Exercise requirements —
Below is a block of records; return all of them exactly, but without the images.

------------------------------------

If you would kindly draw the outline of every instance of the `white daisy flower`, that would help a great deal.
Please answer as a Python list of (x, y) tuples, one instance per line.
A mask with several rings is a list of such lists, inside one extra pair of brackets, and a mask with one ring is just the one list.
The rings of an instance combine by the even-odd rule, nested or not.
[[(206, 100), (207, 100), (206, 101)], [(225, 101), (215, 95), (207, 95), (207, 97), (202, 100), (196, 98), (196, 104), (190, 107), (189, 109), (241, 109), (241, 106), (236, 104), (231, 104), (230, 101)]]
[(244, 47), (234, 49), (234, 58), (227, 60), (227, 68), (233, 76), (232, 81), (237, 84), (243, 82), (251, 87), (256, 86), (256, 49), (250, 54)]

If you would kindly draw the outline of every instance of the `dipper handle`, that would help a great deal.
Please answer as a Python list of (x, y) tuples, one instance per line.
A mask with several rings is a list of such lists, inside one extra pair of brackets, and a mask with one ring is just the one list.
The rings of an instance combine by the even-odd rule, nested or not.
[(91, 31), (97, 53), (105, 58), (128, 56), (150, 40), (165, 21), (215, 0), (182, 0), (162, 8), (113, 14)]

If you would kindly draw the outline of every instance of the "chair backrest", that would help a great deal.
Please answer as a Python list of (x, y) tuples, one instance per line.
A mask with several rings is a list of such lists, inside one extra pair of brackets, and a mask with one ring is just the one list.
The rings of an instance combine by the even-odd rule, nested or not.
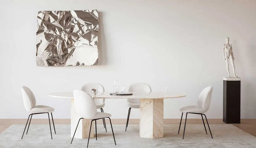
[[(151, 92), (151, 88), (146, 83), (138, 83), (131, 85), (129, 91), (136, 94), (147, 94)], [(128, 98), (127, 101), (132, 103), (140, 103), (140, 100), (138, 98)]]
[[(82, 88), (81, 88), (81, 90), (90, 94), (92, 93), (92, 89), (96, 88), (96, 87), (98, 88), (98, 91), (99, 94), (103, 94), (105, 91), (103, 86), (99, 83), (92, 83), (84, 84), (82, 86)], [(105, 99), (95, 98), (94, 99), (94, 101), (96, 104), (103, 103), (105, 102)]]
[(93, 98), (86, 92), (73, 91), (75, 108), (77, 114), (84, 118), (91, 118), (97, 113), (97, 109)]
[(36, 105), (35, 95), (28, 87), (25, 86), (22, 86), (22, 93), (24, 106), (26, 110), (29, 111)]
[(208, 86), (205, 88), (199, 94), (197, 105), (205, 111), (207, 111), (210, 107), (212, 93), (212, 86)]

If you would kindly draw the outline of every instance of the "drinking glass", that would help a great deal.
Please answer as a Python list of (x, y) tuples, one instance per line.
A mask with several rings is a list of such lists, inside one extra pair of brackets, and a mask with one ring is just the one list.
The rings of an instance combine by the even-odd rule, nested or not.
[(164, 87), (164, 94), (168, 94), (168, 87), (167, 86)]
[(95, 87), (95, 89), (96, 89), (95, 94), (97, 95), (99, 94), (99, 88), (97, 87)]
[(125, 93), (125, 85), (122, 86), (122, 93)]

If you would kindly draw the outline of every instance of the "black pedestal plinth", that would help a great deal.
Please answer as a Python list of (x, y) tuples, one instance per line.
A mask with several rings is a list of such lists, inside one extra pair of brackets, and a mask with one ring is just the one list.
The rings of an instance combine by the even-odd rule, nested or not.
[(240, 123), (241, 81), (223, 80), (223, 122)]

------------------------------------

Finished task —
If you would kindly draw the outline of every instance of the `white daisy flower`, that would help a great deal.
Please answer as a Python list of (x, y) tuples, one instance per line.
A mask with several rings is a list of such lists, inside one extra pair of brackets, and a mask with one ring is just the one list.
The rings of an instance combine by the even-odd rule, nested or not.
[[(206, 100), (207, 100), (206, 101)], [(225, 101), (215, 95), (207, 95), (207, 97), (202, 100), (196, 98), (196, 104), (190, 107), (189, 109), (241, 109), (241, 106), (236, 104), (231, 104), (230, 101)]]
[(244, 47), (234, 49), (234, 58), (227, 60), (227, 68), (233, 76), (232, 81), (237, 84), (243, 82), (251, 87), (256, 86), (256, 49), (250, 54)]

If you would kindly draw the outline of every instance of the `dipper handle`, that would help a great deal.
Please answer as a Python list of (x, y) tuples, one instance per line.
A mask with several rings is a list of such lists, inside one extra pair of brackets, and a mask with one ring is just the one list.
The rings of an instance combine by the even-odd rule, nested or not.
[(91, 31), (97, 53), (105, 58), (128, 56), (150, 40), (165, 21), (215, 0), (182, 0), (162, 8), (113, 14)]

If you would kindly draw the outline of every instance of the "chair backrest", that would help a great deal.
Please answer as a Python list of (x, y) tuples, one instance per line.
A mask with several rings is a list of such lists, inside one extra pair of brackets, and a mask with one ring is just the one list.
The rings of an instance combine by the even-odd rule, nested or not.
[[(151, 92), (151, 88), (146, 83), (138, 83), (131, 85), (129, 91), (136, 94), (147, 94)], [(128, 98), (127, 101), (132, 103), (140, 103), (140, 100), (138, 98)]]
[[(82, 88), (81, 88), (81, 90), (90, 94), (92, 93), (92, 89), (96, 88), (96, 87), (98, 88), (98, 91), (99, 94), (103, 94), (105, 91), (103, 86), (99, 83), (92, 83), (84, 84), (82, 86)], [(105, 99), (95, 98), (94, 99), (94, 101), (96, 104), (103, 103), (105, 102)]]
[(93, 98), (86, 92), (73, 91), (75, 108), (77, 114), (84, 118), (91, 118), (97, 113), (97, 109)]
[(36, 105), (35, 95), (28, 87), (25, 86), (22, 86), (22, 93), (24, 106), (26, 110), (29, 111)]
[(208, 86), (205, 88), (199, 94), (197, 105), (205, 111), (207, 111), (210, 107), (212, 93), (212, 86)]

If you would kindly draw the outline of every instance of the "drinking glass", that would help a great deal.
Please answer as a Python list of (x, y) tuples, one instance per line.
A mask with several rings is a list of such lists, inside one extra pair of brackets, and a mask with one ring is just the one list.
The rings of an instance combine by the even-odd rule, nested or not.
[(164, 87), (164, 94), (168, 94), (168, 87), (167, 86)]
[(95, 87), (95, 89), (96, 89), (95, 94), (97, 95), (99, 94), (99, 88), (97, 87)]
[(125, 93), (125, 85), (122, 86), (122, 93)]

If you would kindly draw the outline of every instance of the "black pedestal plinth", that would help a great deal.
Please answer as a Python list of (x, y) tuples, one instance per line.
A mask with several rings is a list of such lists, inside one extra pair of brackets, and a mask with one ring is just the one list.
The rings of an instance combine by the even-odd rule, nested or not.
[(240, 123), (241, 81), (223, 80), (223, 122)]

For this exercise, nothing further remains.